*Work task A*.
In the Cult of Luna album review below, which earlier release is named as the band's last one before this album?
*Work task B*.
Please resume the Cult of Luna album review below, picking up after its final sentence.

Cult Of Luna: Somewhere Along The Highway
Cult Of Luna - Somewhere Along The Highway - [Earache Records]


Seven men made this seven track album, which is a lot more ethereal than their former releases (though close the last, 2004’s “Salvation”), loaded with distortion being played with – stretched, tossed, kneaded, Scrambled and layered – filled with noise and electronic effects to make it a heavenly way to spend your time.

Defining Cult of Luna’s music as just noisecore or post-hardcore and even as post-rock is far from satisfying, nor is calling it progressive; the Swedish seven-piece manages to create such a sophisticated mixture of all the above through hazy, melancholic, soft and floating moment and explosive, sober, sharp and tense ones that the only definition I can give it is “Sweeping”.

The opener, “Marching to the heartbeats”, has a certain Mogwai-like vibe, and is also close to what Red Sparowes and Harvesman did with their debuts; it is no secret that cult of luna have a common denominator with Neurosis, Isis and the related/similar acts – this point of view is also strongly evident in “Back to Chapel Town” and in “Thirtyfour”.
“Finland” jumps in with an almost industrial drumbeat, so sharp and mechanic, and the added string-like effects really give it some extra flavor; this one displays Cult at their best, being innovative enough while sticking to what they do best.

*Data records*.
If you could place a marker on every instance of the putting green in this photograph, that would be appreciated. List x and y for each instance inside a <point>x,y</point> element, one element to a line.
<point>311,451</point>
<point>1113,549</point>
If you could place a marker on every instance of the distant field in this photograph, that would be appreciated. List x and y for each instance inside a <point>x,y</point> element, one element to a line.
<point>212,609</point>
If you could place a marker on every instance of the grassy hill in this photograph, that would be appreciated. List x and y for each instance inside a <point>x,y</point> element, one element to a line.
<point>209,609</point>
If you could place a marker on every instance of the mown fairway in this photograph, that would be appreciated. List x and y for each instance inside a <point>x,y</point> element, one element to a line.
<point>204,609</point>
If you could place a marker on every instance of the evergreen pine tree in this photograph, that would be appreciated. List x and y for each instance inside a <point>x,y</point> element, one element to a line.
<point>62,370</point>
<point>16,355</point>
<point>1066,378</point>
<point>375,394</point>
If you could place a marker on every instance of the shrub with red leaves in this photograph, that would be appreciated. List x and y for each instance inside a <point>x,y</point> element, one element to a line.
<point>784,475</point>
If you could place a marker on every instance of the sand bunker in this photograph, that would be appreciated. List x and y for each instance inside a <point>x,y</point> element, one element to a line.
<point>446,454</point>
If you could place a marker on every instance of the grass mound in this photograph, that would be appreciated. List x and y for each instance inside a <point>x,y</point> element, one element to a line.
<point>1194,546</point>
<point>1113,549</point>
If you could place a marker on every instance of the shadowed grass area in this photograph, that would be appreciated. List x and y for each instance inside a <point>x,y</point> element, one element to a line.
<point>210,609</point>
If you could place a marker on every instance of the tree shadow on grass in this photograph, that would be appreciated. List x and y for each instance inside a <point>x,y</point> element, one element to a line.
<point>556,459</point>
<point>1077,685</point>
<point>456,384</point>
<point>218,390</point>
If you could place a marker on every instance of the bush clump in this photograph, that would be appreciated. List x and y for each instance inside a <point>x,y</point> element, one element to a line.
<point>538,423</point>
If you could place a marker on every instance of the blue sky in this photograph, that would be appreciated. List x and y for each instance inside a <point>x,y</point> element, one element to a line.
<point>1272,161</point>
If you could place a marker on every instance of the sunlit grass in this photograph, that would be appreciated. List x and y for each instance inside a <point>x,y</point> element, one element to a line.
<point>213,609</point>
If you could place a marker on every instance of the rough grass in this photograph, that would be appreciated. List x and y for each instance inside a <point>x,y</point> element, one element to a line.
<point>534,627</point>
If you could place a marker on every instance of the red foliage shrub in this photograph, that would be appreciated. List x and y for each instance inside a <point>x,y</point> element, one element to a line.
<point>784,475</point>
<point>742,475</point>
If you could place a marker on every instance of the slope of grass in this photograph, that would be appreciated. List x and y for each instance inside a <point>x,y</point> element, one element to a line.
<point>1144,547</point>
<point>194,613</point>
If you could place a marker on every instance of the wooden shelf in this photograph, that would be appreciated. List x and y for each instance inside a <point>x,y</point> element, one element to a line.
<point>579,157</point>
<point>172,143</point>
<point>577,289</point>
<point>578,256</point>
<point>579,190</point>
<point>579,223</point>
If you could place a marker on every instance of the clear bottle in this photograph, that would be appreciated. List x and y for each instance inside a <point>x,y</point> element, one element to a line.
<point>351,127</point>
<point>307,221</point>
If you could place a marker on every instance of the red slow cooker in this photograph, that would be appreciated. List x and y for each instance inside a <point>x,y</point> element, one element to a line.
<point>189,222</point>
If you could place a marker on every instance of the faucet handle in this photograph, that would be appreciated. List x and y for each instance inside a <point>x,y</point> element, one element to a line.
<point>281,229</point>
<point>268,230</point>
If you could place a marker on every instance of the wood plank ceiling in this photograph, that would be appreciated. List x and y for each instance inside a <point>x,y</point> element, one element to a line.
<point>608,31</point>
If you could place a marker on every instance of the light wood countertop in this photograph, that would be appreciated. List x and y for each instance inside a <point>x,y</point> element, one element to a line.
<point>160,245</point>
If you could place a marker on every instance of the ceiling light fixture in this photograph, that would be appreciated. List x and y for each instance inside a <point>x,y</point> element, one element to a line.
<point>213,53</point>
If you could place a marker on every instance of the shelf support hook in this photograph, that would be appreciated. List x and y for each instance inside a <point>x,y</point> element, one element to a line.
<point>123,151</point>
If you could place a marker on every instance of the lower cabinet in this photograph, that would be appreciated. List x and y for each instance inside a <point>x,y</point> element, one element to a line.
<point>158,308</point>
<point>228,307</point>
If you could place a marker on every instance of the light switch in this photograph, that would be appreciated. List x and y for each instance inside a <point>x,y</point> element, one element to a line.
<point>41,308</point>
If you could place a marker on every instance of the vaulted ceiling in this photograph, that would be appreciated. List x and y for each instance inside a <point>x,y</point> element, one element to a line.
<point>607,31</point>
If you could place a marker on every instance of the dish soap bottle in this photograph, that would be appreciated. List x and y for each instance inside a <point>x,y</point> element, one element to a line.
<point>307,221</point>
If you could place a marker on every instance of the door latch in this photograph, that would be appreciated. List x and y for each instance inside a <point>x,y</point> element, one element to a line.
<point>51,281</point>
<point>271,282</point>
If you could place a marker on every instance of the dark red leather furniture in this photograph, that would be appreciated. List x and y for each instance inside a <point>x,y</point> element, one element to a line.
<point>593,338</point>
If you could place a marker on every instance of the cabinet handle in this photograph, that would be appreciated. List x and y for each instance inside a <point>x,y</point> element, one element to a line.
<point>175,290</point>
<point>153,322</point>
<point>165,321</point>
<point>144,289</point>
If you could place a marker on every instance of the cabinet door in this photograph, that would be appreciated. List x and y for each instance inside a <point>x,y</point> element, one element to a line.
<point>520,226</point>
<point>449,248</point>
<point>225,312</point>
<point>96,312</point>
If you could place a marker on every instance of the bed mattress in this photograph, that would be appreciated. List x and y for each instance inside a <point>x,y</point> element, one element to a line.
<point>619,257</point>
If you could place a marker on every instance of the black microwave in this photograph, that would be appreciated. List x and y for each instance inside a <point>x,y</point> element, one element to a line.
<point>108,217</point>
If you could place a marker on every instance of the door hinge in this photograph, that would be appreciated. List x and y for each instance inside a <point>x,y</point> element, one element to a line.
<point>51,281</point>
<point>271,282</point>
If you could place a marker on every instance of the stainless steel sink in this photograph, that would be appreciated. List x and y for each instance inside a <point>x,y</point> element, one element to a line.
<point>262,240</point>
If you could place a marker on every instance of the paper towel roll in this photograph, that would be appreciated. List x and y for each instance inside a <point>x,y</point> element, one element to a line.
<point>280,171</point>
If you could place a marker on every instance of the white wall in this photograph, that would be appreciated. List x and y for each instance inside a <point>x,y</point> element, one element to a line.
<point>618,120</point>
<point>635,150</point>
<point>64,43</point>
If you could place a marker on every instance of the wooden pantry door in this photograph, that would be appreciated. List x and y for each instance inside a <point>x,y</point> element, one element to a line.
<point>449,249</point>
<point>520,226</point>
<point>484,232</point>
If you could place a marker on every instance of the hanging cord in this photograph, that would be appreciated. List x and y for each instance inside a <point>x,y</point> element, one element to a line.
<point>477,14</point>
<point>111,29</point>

*Task output A*.
"Salvation," from 2004.

*Task output B*.
“And with her came the birds” is more melancholic, especially via the vocals; loneliness would accompany it well and country-like banjo that takes a part here would farther sharpen it.
The two remaining tracks “Dim” and “Dark City, Dead Man” both have a great fuzz, fat bass sound/lines, electronic effects which enrich and connect between them and the subtle melodies created by repetitions and rephrases close the album very gracefully.

Each song here is an individual highlight, it would offend the music’s value to refer to the tracks as just “good” or “bad”. Cult of Luna knows what it’s doing and that’s just one reason why this album is the way it is.
The addition of second keyboardist Anders Teglund (focusing mainly on samples and effects), back in 2004’s “Salvation”, did well with the band, they’ve managed to create yet another excellent effort, perhaps even topping its predecessor.